
 — Вы разочаровались в патриархе?

 — Дело не в моих личных разочарованиях и очарованиях. Я не девушка на выданье, знаю, что все мы неидеальны — и в Церкви, и вне ее. И готов терпеть недостатки своих сослужителей (так же, как и они терпят мои). Но одно дело — человеческие отношения, и совсем другое, когда речь идет о работе. Я искренне любил патриарха и защищал его. Но получалось, что я должен профессионально врать. Такая ситуация меня по определению не устраивала. Были и другие аргументы. Накопилось много своих мыслей, текстов. Мне стало просто тесно в рамках официальной должности.

 — Три года назад вы стали протодиаконом. Не такой уж большой чин для четверти века служения. Это ваш собственный выбор либо следствие нонконформизма?

 — Я шел в Церковь не за карьерой. Батюшка, сподвигший меня на поступление в семинарию, сказал как-то навсегда врезавшуюся в память поговорку: «Хоть хворостиной да в церковном заборе торчать». Я очень хорошо знаю церковную жизнь. И теневые, и светлые ее стороны. Поэтому уверяю вас: если бы я поставил себе целью стать епископом, то смог бы это сделать. Но епископ или настоятель храма привязан к одному месту, к конкретным людям. Это можно сравнить с тренерской работой. Есть, например, тренер, который работает с олимпийским чемпионом. Результат этого наставника грандиозен, но он воспитывает лишь одного спортсмена. И есть детский тренер, который работает с множеством детишек. Не все из его воспитанников станут олимпийскими чемпионами. Может быть, даже никто не станет. Но все станут чуточку лучше. Мне интереснее быть детским тренером.

— То есть между карьерой и миссионерской деятельностью вы выбрали последнее?
* * *
§ Цель задания
Ответьте по интервью выше:
1. Что, по словам отвечающего, ему приходилось делать профессионально?
2. Каким чином он стал три года назад?
3. Каким тренером ему интереснее быть?

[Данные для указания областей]
* * *
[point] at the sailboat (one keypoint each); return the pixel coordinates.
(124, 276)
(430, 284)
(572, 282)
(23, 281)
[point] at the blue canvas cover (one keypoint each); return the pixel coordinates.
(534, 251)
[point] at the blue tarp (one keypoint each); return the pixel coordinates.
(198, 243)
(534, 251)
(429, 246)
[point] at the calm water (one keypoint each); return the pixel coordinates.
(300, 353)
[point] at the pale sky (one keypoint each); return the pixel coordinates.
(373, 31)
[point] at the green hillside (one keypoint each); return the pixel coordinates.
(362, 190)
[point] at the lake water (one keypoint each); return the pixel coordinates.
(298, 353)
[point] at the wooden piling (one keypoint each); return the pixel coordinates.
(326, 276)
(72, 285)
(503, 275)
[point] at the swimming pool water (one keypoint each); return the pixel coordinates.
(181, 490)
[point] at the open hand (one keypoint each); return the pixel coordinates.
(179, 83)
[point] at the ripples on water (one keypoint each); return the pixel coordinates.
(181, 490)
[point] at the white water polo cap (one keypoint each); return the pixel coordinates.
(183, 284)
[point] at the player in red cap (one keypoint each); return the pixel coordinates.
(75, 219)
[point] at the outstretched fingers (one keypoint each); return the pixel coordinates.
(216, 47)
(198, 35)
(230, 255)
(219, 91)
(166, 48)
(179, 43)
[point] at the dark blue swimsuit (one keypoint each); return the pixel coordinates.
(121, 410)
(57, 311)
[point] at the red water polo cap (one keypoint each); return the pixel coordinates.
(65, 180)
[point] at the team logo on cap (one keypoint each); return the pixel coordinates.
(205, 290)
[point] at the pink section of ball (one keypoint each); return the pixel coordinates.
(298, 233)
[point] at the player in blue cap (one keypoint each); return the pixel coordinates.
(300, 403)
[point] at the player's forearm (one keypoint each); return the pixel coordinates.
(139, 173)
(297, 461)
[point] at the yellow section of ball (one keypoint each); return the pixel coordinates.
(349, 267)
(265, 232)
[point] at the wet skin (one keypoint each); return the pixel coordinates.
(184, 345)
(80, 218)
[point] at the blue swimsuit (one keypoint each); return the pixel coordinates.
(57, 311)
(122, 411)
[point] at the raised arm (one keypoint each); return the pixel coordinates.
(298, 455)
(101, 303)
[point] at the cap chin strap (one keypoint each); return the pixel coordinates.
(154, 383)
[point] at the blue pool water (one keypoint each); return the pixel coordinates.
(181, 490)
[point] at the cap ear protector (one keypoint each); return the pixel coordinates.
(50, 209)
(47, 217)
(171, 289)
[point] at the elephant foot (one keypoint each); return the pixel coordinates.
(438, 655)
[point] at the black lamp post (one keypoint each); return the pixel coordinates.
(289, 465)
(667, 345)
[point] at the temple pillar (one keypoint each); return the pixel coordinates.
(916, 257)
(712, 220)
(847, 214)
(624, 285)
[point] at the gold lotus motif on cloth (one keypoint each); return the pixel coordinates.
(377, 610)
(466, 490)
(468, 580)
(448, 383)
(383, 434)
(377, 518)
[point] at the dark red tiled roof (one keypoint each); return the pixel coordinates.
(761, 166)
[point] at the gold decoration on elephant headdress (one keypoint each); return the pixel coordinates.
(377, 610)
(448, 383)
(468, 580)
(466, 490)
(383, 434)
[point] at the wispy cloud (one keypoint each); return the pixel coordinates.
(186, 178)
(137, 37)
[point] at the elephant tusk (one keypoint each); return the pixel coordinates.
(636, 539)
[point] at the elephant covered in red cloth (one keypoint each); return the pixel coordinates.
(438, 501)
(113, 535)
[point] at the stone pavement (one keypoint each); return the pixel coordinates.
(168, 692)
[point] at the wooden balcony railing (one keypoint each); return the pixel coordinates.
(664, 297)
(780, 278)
* * *
§ Ответ к заданию
1. Врать.
2. Протодиаконом.
3. Детским тренером.